> **Task directions**
Repeat word for word everything from the line containing "clear sky, imagine" to the end of the listing, first and last lines included, and only that.

-- Material for the task start --

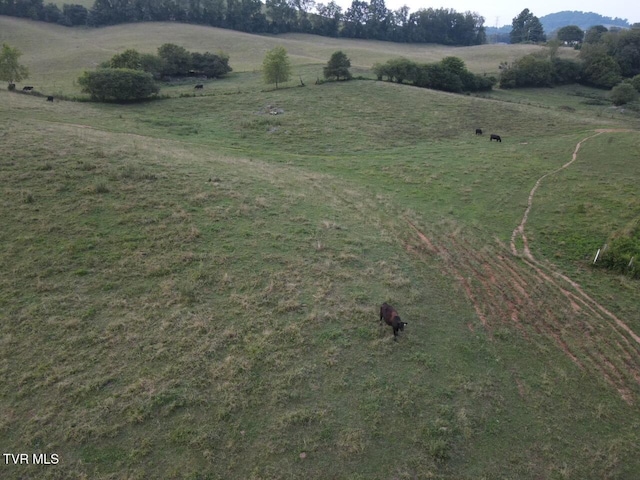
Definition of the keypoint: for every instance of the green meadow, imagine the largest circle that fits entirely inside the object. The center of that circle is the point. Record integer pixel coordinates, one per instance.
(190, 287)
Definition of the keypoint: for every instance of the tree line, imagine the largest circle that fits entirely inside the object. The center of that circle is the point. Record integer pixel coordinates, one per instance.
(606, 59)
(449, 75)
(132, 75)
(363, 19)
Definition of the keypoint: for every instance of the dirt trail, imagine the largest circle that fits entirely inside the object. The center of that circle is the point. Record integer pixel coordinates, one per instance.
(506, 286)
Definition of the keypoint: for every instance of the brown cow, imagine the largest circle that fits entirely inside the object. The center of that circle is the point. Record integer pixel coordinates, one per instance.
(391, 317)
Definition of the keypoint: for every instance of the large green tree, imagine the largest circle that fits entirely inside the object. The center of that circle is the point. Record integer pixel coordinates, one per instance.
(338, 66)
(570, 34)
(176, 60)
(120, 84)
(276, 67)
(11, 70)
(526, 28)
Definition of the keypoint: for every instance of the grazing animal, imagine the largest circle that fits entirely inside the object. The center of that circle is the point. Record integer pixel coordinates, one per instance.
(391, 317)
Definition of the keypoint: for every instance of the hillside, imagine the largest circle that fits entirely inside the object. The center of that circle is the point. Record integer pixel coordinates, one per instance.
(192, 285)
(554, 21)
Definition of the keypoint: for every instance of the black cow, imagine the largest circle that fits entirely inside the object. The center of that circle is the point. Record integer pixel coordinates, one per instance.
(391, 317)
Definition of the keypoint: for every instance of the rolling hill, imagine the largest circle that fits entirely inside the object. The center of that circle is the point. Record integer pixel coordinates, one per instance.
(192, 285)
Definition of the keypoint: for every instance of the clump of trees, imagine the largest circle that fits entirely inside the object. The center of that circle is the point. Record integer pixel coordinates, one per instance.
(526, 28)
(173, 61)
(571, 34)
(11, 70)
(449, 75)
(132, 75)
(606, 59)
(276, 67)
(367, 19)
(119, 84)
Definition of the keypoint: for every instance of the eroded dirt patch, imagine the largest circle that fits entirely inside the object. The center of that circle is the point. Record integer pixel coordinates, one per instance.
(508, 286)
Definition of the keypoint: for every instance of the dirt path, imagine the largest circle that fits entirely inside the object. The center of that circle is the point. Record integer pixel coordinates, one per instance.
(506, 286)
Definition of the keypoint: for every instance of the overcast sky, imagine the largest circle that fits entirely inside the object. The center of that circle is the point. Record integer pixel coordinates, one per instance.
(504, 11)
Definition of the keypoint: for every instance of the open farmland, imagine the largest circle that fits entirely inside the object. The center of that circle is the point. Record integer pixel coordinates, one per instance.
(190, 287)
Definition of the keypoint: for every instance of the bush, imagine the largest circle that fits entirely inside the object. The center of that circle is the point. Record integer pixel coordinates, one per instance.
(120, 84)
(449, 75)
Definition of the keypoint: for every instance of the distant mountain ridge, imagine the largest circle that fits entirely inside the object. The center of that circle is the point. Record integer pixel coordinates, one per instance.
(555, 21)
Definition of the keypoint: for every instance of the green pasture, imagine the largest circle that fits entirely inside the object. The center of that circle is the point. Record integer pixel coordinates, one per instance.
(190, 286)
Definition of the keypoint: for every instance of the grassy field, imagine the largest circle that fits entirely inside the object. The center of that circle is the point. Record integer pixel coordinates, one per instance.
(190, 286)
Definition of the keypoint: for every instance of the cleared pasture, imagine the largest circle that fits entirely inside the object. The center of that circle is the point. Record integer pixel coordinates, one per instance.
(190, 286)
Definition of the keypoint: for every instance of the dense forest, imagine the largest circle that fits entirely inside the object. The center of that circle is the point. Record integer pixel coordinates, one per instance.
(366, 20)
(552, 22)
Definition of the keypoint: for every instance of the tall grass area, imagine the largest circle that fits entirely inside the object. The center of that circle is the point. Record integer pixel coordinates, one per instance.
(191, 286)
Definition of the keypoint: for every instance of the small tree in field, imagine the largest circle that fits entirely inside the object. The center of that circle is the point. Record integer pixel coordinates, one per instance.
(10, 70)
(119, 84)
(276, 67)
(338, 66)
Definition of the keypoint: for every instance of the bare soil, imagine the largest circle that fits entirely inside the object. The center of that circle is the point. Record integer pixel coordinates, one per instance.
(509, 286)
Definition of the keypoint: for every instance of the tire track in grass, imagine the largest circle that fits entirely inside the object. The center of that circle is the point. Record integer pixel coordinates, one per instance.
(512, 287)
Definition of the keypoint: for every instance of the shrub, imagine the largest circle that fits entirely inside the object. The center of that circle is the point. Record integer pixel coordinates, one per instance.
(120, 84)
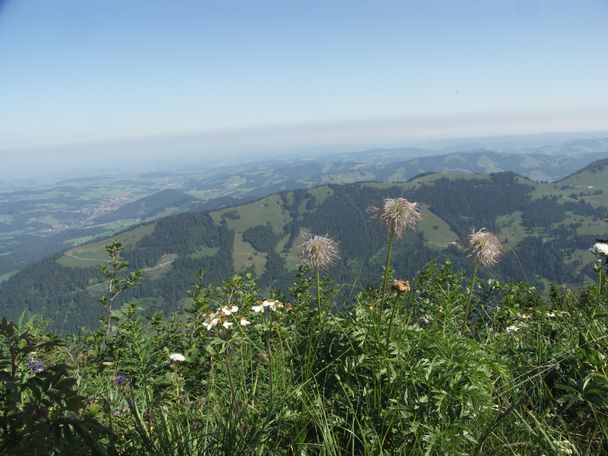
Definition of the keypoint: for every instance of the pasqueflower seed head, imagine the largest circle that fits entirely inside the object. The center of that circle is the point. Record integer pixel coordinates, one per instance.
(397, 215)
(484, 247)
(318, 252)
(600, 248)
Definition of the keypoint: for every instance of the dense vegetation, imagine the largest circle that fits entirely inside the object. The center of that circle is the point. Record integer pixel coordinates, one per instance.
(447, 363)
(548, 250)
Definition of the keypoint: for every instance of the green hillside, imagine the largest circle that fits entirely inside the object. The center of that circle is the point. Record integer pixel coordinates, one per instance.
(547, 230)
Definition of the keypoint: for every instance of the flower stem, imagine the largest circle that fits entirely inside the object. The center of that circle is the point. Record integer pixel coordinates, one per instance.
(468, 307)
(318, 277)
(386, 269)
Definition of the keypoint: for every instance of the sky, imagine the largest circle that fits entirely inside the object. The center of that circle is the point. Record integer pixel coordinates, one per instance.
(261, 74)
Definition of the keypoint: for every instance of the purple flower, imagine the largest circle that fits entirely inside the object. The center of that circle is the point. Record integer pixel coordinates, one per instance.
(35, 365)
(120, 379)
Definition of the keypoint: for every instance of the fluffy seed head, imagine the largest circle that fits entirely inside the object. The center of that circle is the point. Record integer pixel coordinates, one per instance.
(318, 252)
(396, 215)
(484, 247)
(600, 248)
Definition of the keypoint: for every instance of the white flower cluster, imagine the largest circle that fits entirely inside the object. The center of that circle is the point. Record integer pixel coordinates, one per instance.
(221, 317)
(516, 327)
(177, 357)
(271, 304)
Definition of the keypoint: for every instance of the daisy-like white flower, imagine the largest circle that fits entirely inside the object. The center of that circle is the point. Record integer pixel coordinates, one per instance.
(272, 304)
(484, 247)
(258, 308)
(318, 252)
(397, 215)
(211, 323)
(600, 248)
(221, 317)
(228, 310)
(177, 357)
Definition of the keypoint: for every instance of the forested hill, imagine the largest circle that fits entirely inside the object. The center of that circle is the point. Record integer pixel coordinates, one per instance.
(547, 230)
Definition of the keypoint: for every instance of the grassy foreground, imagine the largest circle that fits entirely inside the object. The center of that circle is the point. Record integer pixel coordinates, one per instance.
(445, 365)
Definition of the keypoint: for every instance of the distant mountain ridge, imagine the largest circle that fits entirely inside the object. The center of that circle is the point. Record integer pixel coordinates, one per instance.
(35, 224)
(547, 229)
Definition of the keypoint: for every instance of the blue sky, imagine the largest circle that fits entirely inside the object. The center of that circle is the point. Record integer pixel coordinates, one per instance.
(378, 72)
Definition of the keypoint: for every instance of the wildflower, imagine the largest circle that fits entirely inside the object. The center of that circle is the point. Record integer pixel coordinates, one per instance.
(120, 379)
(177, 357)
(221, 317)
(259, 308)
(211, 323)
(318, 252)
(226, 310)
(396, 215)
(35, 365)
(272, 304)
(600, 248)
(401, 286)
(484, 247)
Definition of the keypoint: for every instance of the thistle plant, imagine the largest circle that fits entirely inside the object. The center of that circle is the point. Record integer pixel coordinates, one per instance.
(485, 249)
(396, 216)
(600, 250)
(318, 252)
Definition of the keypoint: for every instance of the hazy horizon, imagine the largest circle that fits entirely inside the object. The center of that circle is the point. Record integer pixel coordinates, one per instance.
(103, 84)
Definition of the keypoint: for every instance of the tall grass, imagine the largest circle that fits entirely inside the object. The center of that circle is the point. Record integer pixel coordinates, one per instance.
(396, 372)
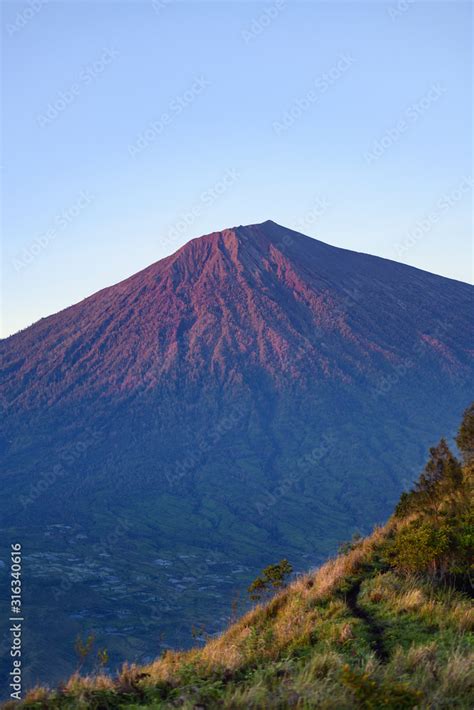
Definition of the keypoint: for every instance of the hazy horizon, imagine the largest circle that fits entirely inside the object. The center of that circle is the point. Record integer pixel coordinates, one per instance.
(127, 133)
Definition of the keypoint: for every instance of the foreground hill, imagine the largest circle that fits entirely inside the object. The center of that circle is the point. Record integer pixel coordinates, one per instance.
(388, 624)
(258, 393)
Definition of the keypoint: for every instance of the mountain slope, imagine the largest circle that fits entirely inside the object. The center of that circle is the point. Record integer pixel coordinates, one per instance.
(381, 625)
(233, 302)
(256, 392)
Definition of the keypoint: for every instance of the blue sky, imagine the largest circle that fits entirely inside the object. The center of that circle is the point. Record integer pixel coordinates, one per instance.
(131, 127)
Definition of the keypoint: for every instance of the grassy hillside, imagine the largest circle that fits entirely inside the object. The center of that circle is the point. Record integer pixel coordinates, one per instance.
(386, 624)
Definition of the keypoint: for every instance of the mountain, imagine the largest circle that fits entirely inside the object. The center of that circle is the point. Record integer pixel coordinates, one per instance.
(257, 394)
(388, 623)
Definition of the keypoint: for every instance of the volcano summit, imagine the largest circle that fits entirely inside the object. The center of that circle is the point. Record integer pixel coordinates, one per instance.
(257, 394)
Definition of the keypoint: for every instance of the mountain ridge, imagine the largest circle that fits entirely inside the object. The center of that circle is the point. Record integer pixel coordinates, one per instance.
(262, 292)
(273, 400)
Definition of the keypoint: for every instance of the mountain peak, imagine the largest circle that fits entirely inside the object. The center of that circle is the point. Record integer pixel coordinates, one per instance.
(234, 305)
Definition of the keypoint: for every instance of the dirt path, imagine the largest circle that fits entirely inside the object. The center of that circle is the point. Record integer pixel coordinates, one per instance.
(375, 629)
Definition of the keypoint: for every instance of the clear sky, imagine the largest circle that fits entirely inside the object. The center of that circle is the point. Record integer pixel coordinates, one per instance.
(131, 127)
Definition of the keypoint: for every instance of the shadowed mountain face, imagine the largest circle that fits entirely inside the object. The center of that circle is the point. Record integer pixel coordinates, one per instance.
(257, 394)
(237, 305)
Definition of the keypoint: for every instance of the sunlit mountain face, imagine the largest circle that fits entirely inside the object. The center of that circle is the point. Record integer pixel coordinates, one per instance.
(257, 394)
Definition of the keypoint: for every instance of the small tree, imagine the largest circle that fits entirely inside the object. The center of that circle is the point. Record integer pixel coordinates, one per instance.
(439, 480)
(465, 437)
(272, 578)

-- Material for the task end --

> **Correct output**
Definition of the keypoint: for every instance of the clear sky, imagine the largest circle that fits entirely inside the object. The center of that circle is the point. Record integer pixel coordinates, one per instance.
(131, 127)
Definition of the keypoint: for every instance of the shadowed mountain face, imagine the largest circle that fits entirely inside the object. The center of that circle is the point. Record integer pixel coordinates, one per instance.
(257, 394)
(237, 305)
Definition of the keypoint: for every instance of the sunlit mountain face, imagine the largest circle that fits entirely inside the object. The center of that circle is the point. Record integer pixel coordinates, one per instance.
(257, 394)
Definition of the keypoint: for every instance of the small tree, imagine the largest circle that fits entirely inside the object. The center of that circle is the point. Record integer pixel coordinates, one per instance.
(439, 480)
(465, 437)
(272, 578)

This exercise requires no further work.